> TASK STATEMENT
Give the entries below again, word for word, and leave out the images.

> INFORMATION PROVIDED
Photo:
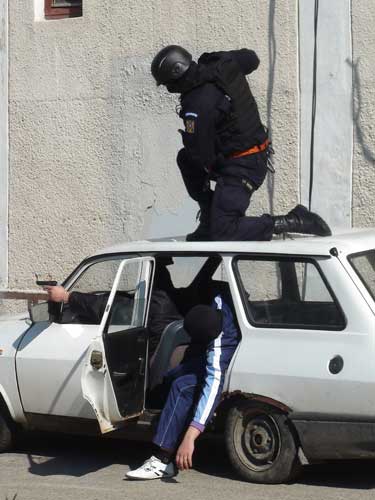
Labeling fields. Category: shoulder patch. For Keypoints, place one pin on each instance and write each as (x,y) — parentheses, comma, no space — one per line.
(190,126)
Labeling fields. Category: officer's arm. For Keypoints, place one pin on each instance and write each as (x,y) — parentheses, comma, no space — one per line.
(198,114)
(246,59)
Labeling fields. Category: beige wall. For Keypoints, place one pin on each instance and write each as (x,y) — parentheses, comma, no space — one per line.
(363,21)
(93,141)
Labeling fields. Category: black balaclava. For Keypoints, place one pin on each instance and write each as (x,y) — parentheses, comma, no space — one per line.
(203,323)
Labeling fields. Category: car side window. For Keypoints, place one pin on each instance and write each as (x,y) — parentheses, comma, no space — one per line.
(94,285)
(287,293)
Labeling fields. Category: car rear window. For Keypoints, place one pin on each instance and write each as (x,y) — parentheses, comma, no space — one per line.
(364,265)
(287,293)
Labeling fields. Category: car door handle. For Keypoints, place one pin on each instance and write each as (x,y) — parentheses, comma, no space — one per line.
(120,375)
(336,365)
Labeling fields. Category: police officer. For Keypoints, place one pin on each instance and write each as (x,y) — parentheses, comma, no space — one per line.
(224,140)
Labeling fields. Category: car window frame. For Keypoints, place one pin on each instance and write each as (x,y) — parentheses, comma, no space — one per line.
(360,254)
(286,258)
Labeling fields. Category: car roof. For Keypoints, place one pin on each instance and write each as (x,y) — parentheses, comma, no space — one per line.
(346,242)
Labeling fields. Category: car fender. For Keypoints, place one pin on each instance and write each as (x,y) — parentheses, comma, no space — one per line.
(11,334)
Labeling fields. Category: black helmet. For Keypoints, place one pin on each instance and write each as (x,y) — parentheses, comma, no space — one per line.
(170,64)
(203,324)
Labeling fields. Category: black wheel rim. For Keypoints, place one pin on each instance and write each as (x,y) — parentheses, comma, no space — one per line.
(258,444)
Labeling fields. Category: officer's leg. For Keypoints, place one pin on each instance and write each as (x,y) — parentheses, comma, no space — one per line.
(228,221)
(197,185)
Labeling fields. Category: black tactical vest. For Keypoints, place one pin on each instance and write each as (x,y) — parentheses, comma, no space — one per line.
(241,127)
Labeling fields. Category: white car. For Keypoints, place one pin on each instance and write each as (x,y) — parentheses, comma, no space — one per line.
(300,387)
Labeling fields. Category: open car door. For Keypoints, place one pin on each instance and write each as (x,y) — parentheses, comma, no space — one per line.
(114,373)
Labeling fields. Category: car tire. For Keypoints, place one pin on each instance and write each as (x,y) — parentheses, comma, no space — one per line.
(261,444)
(6,434)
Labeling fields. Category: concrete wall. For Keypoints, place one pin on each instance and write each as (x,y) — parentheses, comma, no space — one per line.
(363,64)
(3,143)
(93,141)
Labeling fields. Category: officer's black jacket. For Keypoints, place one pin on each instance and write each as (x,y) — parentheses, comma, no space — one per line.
(203,107)
(90,309)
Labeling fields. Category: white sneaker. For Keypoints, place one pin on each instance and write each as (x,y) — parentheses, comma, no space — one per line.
(153,468)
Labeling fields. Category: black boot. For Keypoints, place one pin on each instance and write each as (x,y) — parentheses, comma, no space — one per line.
(202,233)
(301,220)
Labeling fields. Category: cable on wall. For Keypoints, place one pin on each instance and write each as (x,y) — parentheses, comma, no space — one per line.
(313,105)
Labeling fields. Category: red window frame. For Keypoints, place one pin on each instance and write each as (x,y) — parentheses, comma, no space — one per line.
(52,11)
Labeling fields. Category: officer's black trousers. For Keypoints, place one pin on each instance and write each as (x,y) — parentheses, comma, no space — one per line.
(227,205)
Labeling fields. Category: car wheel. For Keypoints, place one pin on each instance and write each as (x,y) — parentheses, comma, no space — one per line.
(261,444)
(6,434)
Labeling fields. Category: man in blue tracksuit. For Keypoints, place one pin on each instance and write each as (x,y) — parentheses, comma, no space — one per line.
(194,389)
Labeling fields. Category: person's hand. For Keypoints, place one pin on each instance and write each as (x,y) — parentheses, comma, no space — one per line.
(57,294)
(184,455)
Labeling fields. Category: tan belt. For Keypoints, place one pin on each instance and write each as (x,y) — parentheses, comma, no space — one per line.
(253,150)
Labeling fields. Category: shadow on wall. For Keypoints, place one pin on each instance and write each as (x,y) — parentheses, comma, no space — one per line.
(357,108)
(271,79)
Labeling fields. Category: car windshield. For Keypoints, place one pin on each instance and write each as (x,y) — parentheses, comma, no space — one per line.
(364,265)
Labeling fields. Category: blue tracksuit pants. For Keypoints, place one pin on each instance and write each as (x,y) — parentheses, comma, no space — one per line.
(183,385)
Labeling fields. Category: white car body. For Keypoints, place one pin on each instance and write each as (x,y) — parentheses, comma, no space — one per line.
(46,373)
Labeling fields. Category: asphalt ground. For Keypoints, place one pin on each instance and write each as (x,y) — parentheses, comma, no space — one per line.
(47,467)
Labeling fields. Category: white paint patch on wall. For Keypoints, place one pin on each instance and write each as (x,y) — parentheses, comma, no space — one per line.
(3,143)
(39,10)
(333,142)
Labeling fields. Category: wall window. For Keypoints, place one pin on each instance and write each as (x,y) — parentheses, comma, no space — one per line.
(287,293)
(62,8)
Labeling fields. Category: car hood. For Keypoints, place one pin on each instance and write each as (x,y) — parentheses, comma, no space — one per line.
(14,316)
(11,332)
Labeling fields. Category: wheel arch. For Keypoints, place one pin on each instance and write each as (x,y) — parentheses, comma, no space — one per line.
(231,399)
(6,406)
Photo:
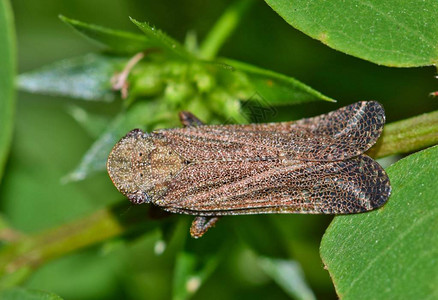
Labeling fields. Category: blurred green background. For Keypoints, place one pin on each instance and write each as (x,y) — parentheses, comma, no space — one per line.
(48,144)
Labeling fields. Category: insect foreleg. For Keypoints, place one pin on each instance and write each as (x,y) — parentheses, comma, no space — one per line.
(189,120)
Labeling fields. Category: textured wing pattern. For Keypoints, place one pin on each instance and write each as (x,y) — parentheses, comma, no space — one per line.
(338,135)
(231,188)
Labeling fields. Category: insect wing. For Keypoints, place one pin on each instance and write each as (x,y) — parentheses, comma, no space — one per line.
(231,188)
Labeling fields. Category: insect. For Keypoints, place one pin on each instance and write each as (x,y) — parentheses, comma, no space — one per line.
(313,165)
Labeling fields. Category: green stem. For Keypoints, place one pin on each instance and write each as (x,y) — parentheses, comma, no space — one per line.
(7,84)
(407,136)
(25,253)
(223,28)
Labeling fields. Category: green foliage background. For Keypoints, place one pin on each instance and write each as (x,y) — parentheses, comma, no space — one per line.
(247,257)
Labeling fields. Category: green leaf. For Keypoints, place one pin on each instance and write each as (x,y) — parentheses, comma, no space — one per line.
(27,294)
(7,76)
(86,77)
(390,253)
(393,33)
(114,40)
(275,88)
(190,273)
(288,275)
(157,38)
(137,116)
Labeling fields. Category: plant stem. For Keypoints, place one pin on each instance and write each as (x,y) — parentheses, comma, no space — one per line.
(25,253)
(406,136)
(223,28)
(18,259)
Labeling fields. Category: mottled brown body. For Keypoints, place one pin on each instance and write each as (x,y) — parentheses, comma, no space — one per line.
(313,165)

> ANSWER FOR THIS EXERCISE
Photo:
Labeling fields. Category: shoulder patch. For Keypoints, place one pin on each instance and write each as (x,y) — parentheses, comma, no space — one per line.
(190,126)
Labeling fields. Category: officer's arm. For Keypoints, place one pin on each instance and write each as (x,y) — parentheses, comma, no space — one per line.
(198,114)
(246,59)
Labeling fields. Category: beige wall. For Keypoints, place one pin on each instance and write each as (x,y) — parentheses, comma, no space — one per line.
(363,21)
(93,141)
Labeling fields. Category: black balaclava. For Keypoints, place one pin on each instance and write each as (x,y) — parentheses, comma, no space — one per line.
(203,323)
Labeling fields. Category: car side window. For Keypoints, place one pin on each instance and write each as (x,y) — parentheses, comma, no space — one per line.
(94,285)
(287,293)
Labeling fields. Category: car rear window. For Keypoints, place one pin on each instance and write each as (x,y) — parentheses, comma, no space — one per line.
(364,265)
(287,293)
Labeling fields. Category: car door handle. For Keypoints, place one pin on each instance and write each as (x,y) — parentheses, comma, no space — one per line.
(120,375)
(336,365)
Labeling fields. Category: police officer. For Keypoints, place one pin on each instance and write each as (x,y) — parentheses, comma, no space — one per line.
(224,140)
Labeling fields. Category: car window frame. For Keypoints, place one pin on each instance and write each as (x,y) — parentheses, comma, no space — one per line.
(360,254)
(286,258)
Labeling fields. Category: car roof. For Keypoints, place one pin on each instance and write each as (x,y) — parentheses, comma, no space — one per line.
(346,242)
Labeling fields. Category: car fender. For Keypoints, place one pin on each instance and write each as (x,y) — parentheses, comma, no space — one per line.
(11,334)
Labeling fields. Category: black helmet. For Keypoints, place one pin on each instance and write each as (x,y) — parentheses, comma, no space — one per line.
(170,64)
(203,324)
Labeling fields. Category: black wheel rim. For Keypoints, place one pin on each instance and write each as (x,y) — parentheses, comma, no space — one per line.
(258,444)
Labeling fields. Category: officer's leg. For Keypoints, place one pin on each instance and write each as (x,y) — parentheses, comma, no space — one per line.
(228,221)
(197,185)
Labeling fields. Category: black tactical vest. For Keypoints, place one pin on each instance and write each as (x,y) — parentheses, comma, no space — one per line.
(241,127)
Labeling fields. Category: white car. For Keypoints, place one pin on each instance and write each as (x,y) — parentheses, comma, no space — one per line.
(300,387)
Labeling fields. Category: open car door. For Keypoints, place one pin on each instance and write each as (x,y) — parentheses, comma, no space — one per line.
(114,373)
Labeling fields. Category: car tire. For Keypoints, place one pin on each instance and write each as (x,y) — parentheses, comma, no space — one per line.
(261,444)
(6,434)
Labeling fields. Category: concrete wall. For Keypoints, place one pin on each instance and write each as (x,y) — parentheses, comma, no space — one per line.
(363,64)
(3,143)
(93,141)
Labeling fields. Category: officer's black jacket. For Keypoints, place one pin on each instance and write each as (x,y) — parentheses, comma, no space — one per line.
(203,107)
(90,309)
Labeling fields. Category: white sneaker. For Keypoints, place one pin on each instance and write each as (x,y) — parentheses, comma, no space — one per line.
(153,468)
Labeling fields. Category: black boot. For Keypoints, place one pin on each instance and write each as (x,y) — parentheses, comma, no space — one per line.
(202,233)
(301,220)
Labeling fields. Category: cable on wall. For Keypoints, place one pin on each instance and write each as (x,y) — parentheses, comma, no space — one per line.
(313,105)
Labeling fields. Category: red window frame. For Keypoints, place one pin on each instance and write each as (x,y) — parentheses, comma, no space — one per line.
(52,11)
Labeling fields. Category: officer's black trousers. For Keypoints, place one pin on each instance and write each as (x,y) — parentheses, comma, no space — one per line.
(227,205)
Labeling fields. Category: car wheel. For Keypoints, place one pin on each instance and write each as (x,y) — parentheses, comma, no space — one per line.
(261,444)
(6,434)
Labeling fields. Category: man in blue tracksuit. For Keypoints, place one pin on each instance and write each as (x,y) — parentheses, comma, no space — one per line.
(194,389)
Labeling fields. Category: person's hand. For Keypoints, place one pin on each instance and write each as (x,y) — parentheses, comma, no space — one per line.
(57,294)
(184,455)
Labeling fields. Category: tan belt. For Keypoints, place one pin on each instance and write each as (x,y) — parentheses, comma, no space — one per line.
(253,150)
Labeling fields. Category: shadow on wall. For Keypoints, place one pin on each instance and write each as (x,y) — parentheses, comma, no space — one per line.
(357,108)
(271,79)
Labeling fields. Category: car windshield. For Keypoints, place one pin on each instance and write each as (x,y) — parentheses, comma, no space — one per line.
(364,265)
Labeling fields. Category: blue tracksuit pants. For Keypoints, place one pin on each instance and write each as (x,y) — parentheses, comma, no space — one per line.
(183,385)
Labeling fields. Category: white car body. For Keypoints, place one pin on each instance and write each as (x,y) — parentheses, comma, no space — one per line.
(46,373)
Labeling fields. Category: asphalt ground. For Keypoints, place one pin on each instance and write each as (x,y) — parentheses, comma, no space — one per line.
(47,467)
Labeling fields. Category: white paint patch on wall. For Keypoints, place one pin on each instance and write each as (x,y) — parentheses, comma, no space — one per line.
(3,143)
(39,10)
(333,142)
Labeling fields. Category: wall window. For Keypoints, place one pin on each instance and write each as (x,y) — parentheses, comma, no space — one per line.
(287,293)
(62,8)
Labeling fields. Category: car hood. For Keypoints, place one pin on each instance and write each as (x,y) — parentheses, comma, no space — one per line.
(14,316)
(11,332)
Labeling fields. Category: wheel arch. For Keypoints, place one pin on each instance and write each as (x,y) — parentheses, comma, no space — one per line.
(231,399)
(6,406)
Photo:
Labeling fields. Category: blurred green background. For Keypoints, place one pin on each instance and write each as (x,y) — parentheses, comma, no space — one per line.
(48,144)
Labeling fields. Category: insect foreleg. For Keypoints, place one pin on each instance and write each as (x,y) — parentheses, comma, no space — one per line.
(189,120)
Labeling fields. Category: textured wing pattern. For Keypoints, place one pin on each instance and write each as (x,y) — parentheses, comma, no space — one per line.
(338,135)
(231,188)
Labeling fields. Category: insect wing. For Keypoints, place one pin on each instance and write each as (x,y) — parentheses, comma, no space — one per line.
(231,188)
Labeling fields. Category: insect. For Keypoints, place one pin on each instance and write each as (x,y) — parentheses, comma, no space — one per line.
(313,165)
Labeling fields. Category: green stem. For Keypoints, place one pin on each instance and write each as (x,y) — parentheses, comma, no space — one per line.
(7,84)
(407,136)
(25,253)
(223,28)
Labeling fields. Category: green foliage background. For Keypoints, place one pin on each instance and write each as (x,y) — parentheses, comma, no space — one per line.
(247,257)
Labeling fields. Category: green leaf. For Keypoints, place one pin on each instance and write each as (x,y) — parentheses, comma, no space — one per line.
(27,294)
(7,76)
(86,77)
(390,253)
(393,33)
(114,40)
(275,88)
(190,273)
(288,275)
(157,38)
(137,116)
Labeling fields. Category: plant stem. For Keypoints, place one pin on each instance and write each as (x,y) — parentheses, comma, no space — one per line.
(25,253)
(406,136)
(223,28)
(18,259)
Labeling fields. Category: mottled brown body. For Keypoints, place one pin on each instance and write each as (x,y) — parentheses, comma, no space — one per line.
(313,165)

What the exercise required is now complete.